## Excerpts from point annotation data
--- START ---

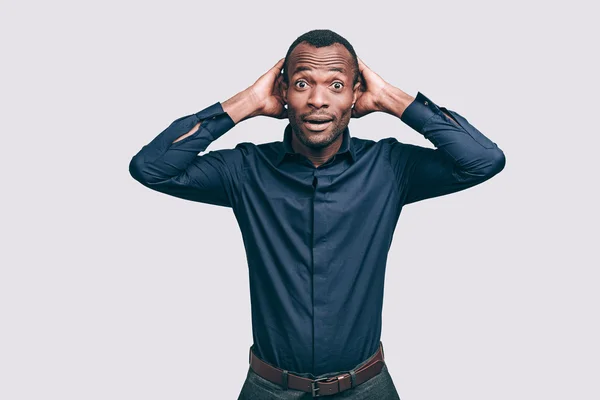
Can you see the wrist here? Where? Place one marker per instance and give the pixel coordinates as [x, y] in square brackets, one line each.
[394, 101]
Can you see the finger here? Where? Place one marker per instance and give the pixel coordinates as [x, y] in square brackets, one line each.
[361, 64]
[279, 65]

--- END ---

Rewrite every line of the material above as a JSON list of strings, one string per line, leaving out blank lines and the pictures.

## Reply
[
  "Can you see the wrist here? Where? Place one marker per instance and give the pixel coordinates as [x, y] in square brackets, one line each.",
  "[394, 101]",
  "Can you see the finger here? Where? Place one marker per instance and give the pixel coordinates as [x, y] in square brackets, one line each.",
  "[361, 64]",
  "[279, 65]"
]